» ABOUT THIS EXERCISE: Restate every line of the material that follows, word for word.
-- TASK INPUTS follows --
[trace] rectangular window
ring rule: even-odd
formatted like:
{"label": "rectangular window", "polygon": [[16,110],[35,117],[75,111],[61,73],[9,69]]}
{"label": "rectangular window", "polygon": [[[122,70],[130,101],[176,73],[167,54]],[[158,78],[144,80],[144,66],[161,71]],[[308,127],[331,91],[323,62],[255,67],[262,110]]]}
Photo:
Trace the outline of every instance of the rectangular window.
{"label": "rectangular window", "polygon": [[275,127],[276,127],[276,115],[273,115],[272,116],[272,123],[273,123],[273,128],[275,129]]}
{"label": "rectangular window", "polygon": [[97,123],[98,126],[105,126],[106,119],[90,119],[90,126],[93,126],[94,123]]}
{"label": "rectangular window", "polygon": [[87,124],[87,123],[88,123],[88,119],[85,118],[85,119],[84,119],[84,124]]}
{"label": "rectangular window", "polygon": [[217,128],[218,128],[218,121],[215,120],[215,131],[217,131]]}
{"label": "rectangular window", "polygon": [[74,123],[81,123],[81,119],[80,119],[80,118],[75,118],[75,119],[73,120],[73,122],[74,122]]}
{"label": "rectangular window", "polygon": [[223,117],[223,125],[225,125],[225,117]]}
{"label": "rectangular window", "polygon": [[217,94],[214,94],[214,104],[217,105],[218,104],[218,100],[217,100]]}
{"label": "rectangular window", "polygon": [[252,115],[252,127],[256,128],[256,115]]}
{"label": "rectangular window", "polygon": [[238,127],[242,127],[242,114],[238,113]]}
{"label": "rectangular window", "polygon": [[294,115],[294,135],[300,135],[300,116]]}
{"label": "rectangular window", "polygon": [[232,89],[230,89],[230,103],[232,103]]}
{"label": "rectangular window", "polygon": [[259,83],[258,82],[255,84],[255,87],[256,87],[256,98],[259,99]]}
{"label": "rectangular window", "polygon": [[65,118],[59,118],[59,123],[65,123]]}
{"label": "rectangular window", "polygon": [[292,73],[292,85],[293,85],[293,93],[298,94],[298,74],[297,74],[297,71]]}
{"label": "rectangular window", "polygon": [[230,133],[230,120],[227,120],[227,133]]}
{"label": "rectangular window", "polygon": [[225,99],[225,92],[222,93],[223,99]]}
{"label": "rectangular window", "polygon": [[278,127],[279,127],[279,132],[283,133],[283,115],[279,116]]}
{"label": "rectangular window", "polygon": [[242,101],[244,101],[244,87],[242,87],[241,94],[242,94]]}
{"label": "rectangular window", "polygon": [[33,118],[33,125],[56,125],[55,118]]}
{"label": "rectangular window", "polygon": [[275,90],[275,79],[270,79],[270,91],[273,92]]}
-- TASK INPUTS concluded --
» ANSWER TO THIS PROBLEM:
[trace] rectangular window
ring rule: even-odd
formatted like:
{"label": "rectangular window", "polygon": [[16,110],[35,117],[75,111],[61,73],[9,69]]}
{"label": "rectangular window", "polygon": [[[122,70],[130,101],[176,73],[167,54]],[[158,78],[144,80],[144,66],[161,71]],[[308,127],[331,91],[323,62],[255,67],[262,110]]]}
Photo:
Trace the outline of every instance of the rectangular window.
{"label": "rectangular window", "polygon": [[275,127],[276,127],[276,115],[273,115],[272,116],[272,123],[273,123],[273,128],[275,129]]}
{"label": "rectangular window", "polygon": [[97,123],[98,126],[105,126],[106,119],[90,119],[90,126],[93,126],[94,123]]}
{"label": "rectangular window", "polygon": [[87,124],[87,123],[88,123],[88,119],[85,118],[85,119],[84,119],[84,124]]}
{"label": "rectangular window", "polygon": [[217,128],[218,128],[218,121],[215,120],[215,131],[217,131]]}
{"label": "rectangular window", "polygon": [[74,123],[81,123],[81,119],[80,119],[80,118],[75,118],[75,119],[73,120],[73,122],[74,122]]}
{"label": "rectangular window", "polygon": [[223,117],[223,125],[225,125],[225,117]]}
{"label": "rectangular window", "polygon": [[217,94],[214,94],[214,104],[217,105],[218,104],[218,100],[217,100]]}
{"label": "rectangular window", "polygon": [[252,115],[252,127],[256,128],[256,115]]}
{"label": "rectangular window", "polygon": [[238,127],[242,127],[242,114],[238,113]]}
{"label": "rectangular window", "polygon": [[294,115],[294,135],[300,135],[300,116]]}
{"label": "rectangular window", "polygon": [[232,89],[230,89],[230,103],[232,103]]}
{"label": "rectangular window", "polygon": [[259,83],[258,82],[255,84],[255,87],[256,87],[256,98],[259,99]]}
{"label": "rectangular window", "polygon": [[65,118],[59,118],[59,123],[65,123]]}
{"label": "rectangular window", "polygon": [[292,73],[292,85],[293,85],[293,93],[298,94],[298,74],[297,74],[297,71]]}
{"label": "rectangular window", "polygon": [[230,133],[230,120],[227,120],[227,133]]}
{"label": "rectangular window", "polygon": [[225,99],[225,92],[222,93],[223,99]]}
{"label": "rectangular window", "polygon": [[278,127],[279,127],[279,132],[283,133],[283,115],[279,116]]}
{"label": "rectangular window", "polygon": [[242,101],[244,101],[244,87],[242,87],[241,94],[242,94]]}
{"label": "rectangular window", "polygon": [[33,118],[33,125],[56,125],[55,118]]}
{"label": "rectangular window", "polygon": [[275,90],[275,79],[270,79],[270,91],[273,92]]}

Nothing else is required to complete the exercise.